* **Document section**:

26. Know the components of a two-way ANOVA table and the meaning of sums of squares for rows, columns, and interaction in terms of cell, marginal, and expected means.
SS_Row weighted sum of the squared differences between the row means and the grand mean.

SS_Column weighted sum of the squared differences between the column means and the grand mean.

SS_Interaction weighted sum of the squared differences between the cell means and the expected cell means.

The expected cell means are those that would exist if each dimension (row, column, layer, etc.) was consistent across the other dimensions.

27. Know the advantage of factorial designs over separate one-way designs.
Row and column sums of squares (and mean squares) would be identical in a factorial design and separate one-way designs with the same data (in the most common type of analysis). The error term, however, will usually be smaller in a factorial design, therefore resulting in a larger F. The factorial design also allows you to study the interaction of the separate effects. This is not possible in separate one-way designs.

Extracted data entries

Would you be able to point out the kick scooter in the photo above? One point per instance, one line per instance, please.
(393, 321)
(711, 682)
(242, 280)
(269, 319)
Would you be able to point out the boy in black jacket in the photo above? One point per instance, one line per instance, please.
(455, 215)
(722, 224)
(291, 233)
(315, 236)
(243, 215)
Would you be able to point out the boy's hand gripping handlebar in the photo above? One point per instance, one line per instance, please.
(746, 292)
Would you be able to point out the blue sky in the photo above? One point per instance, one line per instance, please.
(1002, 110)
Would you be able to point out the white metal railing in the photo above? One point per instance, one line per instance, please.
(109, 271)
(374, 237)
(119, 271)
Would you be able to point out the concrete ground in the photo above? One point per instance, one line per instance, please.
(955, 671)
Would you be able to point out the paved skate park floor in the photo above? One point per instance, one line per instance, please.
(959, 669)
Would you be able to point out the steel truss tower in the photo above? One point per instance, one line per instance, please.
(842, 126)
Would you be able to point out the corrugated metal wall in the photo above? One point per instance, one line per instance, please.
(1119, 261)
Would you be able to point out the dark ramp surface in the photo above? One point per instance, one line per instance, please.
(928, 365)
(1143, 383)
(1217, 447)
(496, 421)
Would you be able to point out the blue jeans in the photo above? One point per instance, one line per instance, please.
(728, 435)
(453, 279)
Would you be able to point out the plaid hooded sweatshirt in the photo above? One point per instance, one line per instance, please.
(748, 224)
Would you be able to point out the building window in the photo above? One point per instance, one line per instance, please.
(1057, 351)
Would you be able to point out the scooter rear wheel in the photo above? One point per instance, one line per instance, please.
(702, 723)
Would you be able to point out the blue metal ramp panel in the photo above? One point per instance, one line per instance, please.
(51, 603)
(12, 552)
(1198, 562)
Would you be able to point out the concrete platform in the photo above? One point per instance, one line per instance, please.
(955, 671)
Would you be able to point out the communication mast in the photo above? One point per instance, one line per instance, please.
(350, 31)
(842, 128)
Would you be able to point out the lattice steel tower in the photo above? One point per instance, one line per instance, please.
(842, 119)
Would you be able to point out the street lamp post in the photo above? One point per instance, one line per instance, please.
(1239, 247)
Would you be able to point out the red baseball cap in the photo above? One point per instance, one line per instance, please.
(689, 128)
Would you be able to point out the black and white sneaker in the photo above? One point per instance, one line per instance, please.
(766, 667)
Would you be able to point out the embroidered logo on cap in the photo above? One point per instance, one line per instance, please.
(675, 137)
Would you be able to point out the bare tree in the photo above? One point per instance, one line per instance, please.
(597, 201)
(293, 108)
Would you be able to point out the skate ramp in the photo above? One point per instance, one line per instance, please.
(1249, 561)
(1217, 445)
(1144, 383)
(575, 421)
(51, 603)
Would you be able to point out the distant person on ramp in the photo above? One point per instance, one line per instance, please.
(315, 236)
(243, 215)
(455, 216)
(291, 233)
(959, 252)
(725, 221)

* **Tasks to carry out**:
a: In the ANOVA notes, what is SS_Interaction defined as?
b: Please explain, in one to three sentences, why the ANOVA notes say a factorial design usually results in a larger F than separate one-way designs.
Rely only on the ANOVA notes when answering.

* **Solved tasks**:
a: SS_Interaction is the weighted sum of the squared differences between the cell means and the expected cell means.

b: In the most common type of analysis, the row and column sums of squares are identical in both approaches. However, the error term will usually be smaller in a factorial design, which results in a larger F.